Exercise details: Print out every record below, exactly as written.

Extracted records:

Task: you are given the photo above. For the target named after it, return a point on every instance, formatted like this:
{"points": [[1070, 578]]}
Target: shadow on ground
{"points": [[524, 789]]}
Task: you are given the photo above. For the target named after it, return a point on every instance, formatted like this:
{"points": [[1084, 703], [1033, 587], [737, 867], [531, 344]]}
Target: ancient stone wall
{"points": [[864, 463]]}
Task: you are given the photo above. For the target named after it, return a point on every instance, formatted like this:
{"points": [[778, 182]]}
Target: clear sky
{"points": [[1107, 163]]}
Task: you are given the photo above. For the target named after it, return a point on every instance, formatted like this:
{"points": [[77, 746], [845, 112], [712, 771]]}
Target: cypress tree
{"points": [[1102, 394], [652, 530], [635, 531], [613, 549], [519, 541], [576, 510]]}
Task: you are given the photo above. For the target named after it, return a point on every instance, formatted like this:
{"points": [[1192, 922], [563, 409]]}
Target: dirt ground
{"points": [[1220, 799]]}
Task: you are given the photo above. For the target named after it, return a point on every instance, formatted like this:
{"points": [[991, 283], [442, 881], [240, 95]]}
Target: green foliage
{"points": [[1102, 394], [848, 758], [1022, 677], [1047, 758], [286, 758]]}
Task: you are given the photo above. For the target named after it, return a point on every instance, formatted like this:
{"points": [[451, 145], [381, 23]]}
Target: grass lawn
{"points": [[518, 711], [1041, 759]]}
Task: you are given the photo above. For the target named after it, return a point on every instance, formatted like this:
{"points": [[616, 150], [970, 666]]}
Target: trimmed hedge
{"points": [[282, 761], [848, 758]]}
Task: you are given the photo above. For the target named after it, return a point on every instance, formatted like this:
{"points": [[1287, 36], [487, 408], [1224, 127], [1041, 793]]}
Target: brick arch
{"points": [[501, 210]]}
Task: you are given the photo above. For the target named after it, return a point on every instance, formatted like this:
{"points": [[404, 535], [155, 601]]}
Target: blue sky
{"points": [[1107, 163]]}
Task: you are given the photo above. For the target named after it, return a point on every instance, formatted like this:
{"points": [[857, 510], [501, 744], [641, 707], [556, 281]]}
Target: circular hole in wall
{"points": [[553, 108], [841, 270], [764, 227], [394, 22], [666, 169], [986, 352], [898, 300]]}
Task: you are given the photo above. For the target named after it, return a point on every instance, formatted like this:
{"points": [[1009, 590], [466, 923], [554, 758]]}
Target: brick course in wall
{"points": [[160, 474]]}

Result:
Task: you are given the photo above. For the target named after it, return a point on every instance, formatted like this:
{"points": [[1070, 578]]}
Target: shadow on ground
{"points": [[524, 789]]}
Task: you are given the photo above. For the target named after it, return a point on every instance, formatted like this:
{"points": [[1084, 703], [1033, 587], [737, 867], [531, 344]]}
Target: ancient stone wall
{"points": [[864, 463]]}
Task: you are given the photo above. For the target named after it, return a point on every instance, formatted like this:
{"points": [[778, 182]]}
Target: clear sky
{"points": [[1107, 163]]}
Task: you are given the photo above. For the target named after it, return a point on every instance, formatted like this:
{"points": [[77, 746], [845, 112], [712, 771]]}
Target: cypress tree
{"points": [[1102, 394], [652, 530], [635, 531], [613, 549], [519, 541], [576, 510]]}
Task: you are given the photo above. For the target named after it, return a point on every instance, formatted like this:
{"points": [[1192, 922], [563, 409]]}
Target: dirt ground
{"points": [[1220, 799]]}
Task: you are given the photo above. For the target named after it, return a point on every instance, formatted like this:
{"points": [[991, 283], [442, 881], [240, 95]]}
Target: green foliage
{"points": [[1102, 394], [848, 758], [1022, 677], [1047, 758], [286, 758]]}
Task: you are given the photo above. For the target named after it, return a point on every instance, formatted like this:
{"points": [[451, 145], [381, 23]]}
Target: grass lawn
{"points": [[518, 711], [1041, 759]]}
Task: you are given the photo above. For the target named after it, return a point on every instance, formatted like this:
{"points": [[616, 150], [970, 666]]}
Target: trimmed hedge
{"points": [[282, 761], [848, 758]]}
Task: you are given the photo above. For the target named after it, return a point on every instance, formatted like this:
{"points": [[1287, 36], [487, 408], [1224, 127], [1041, 793]]}
Target: brick arch
{"points": [[501, 210]]}
Task: you are given the photo above. For the target named after it, return a point on every instance, formatted like this:
{"points": [[404, 535], [155, 601]]}
Target: blue sky
{"points": [[1107, 163]]}
Task: you are given the photo above. For the target named after it, return a point on every instance, formatted like this:
{"points": [[857, 510], [501, 744], [641, 707], [556, 281]]}
Target: circular hole in wall
{"points": [[553, 108], [841, 270], [764, 227], [394, 22], [666, 169], [986, 352], [898, 300]]}
Task: you are given the photo above. For the target named after it, return a point on every instance, formatted like this:
{"points": [[1009, 590], [466, 923], [554, 758]]}
Target: brick course in wall
{"points": [[160, 474]]}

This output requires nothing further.